About this exercise:
Scan the entries below for the word "clicks", then copy each line that holds it.

*****

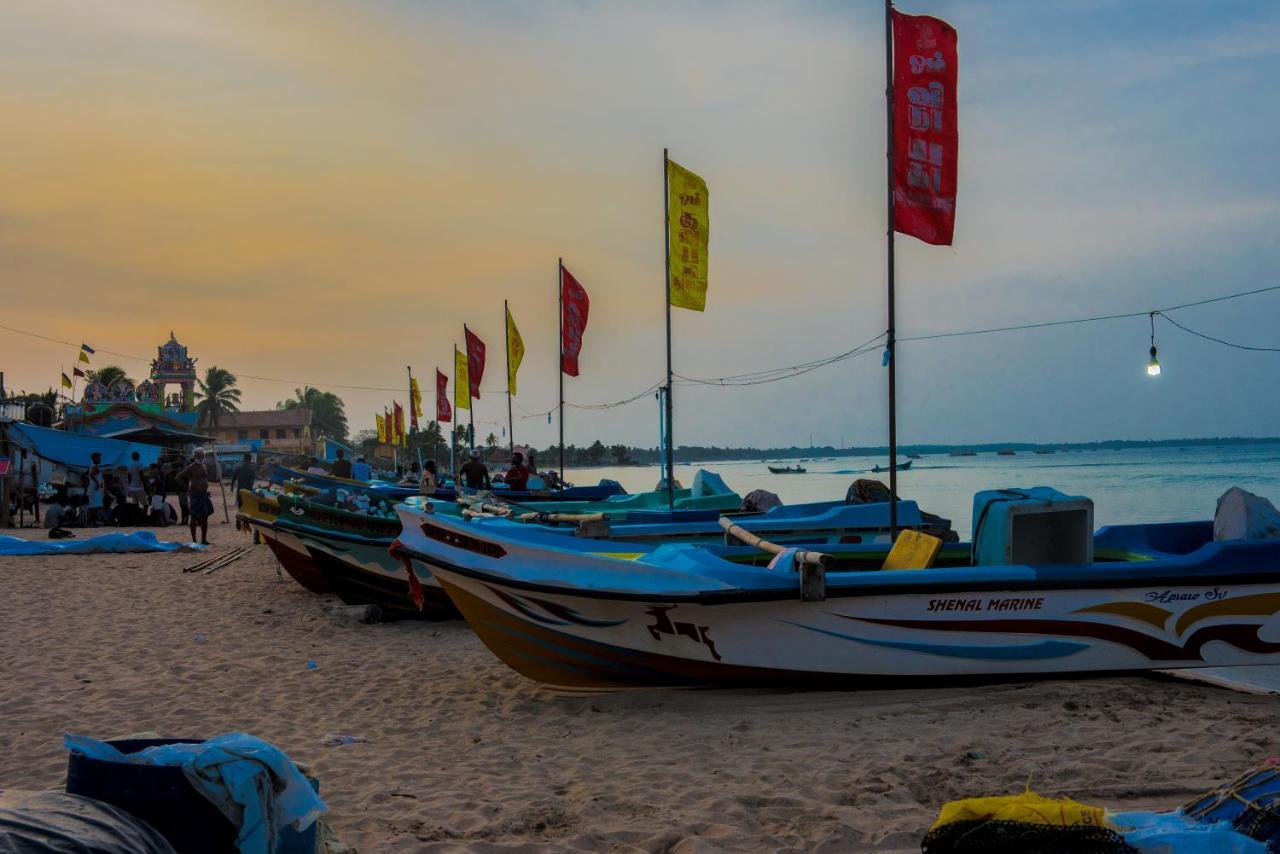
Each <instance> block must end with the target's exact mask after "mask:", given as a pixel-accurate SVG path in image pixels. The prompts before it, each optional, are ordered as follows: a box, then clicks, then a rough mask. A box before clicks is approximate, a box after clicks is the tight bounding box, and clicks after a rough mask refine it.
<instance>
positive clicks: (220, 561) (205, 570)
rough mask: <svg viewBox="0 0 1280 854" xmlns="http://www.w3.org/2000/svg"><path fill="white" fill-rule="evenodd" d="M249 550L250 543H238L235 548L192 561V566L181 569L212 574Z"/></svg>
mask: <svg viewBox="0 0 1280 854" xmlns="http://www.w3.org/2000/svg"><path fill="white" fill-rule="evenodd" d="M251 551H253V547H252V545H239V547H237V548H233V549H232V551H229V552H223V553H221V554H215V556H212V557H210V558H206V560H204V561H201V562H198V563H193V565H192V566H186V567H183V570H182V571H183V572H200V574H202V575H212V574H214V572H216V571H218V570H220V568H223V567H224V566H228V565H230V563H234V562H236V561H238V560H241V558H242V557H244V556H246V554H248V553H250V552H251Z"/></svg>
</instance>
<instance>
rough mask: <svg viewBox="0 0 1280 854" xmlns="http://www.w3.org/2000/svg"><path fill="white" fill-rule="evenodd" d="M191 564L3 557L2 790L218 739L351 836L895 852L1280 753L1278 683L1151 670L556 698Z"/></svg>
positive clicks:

*****

Output of the task:
Each <instance> block must end with the target's exact mask after "mask:", given as a pixel-accurate SVG path in image pixels. The prompts before it, each optional, are ordered as follows: a box, then clicks, then a rough mask. A box before clicks is approximate, a box after clicks is the tight bounding box, and clicks after a rough mask refine it.
positive clicks: (220, 561) (205, 570)
positive clicks:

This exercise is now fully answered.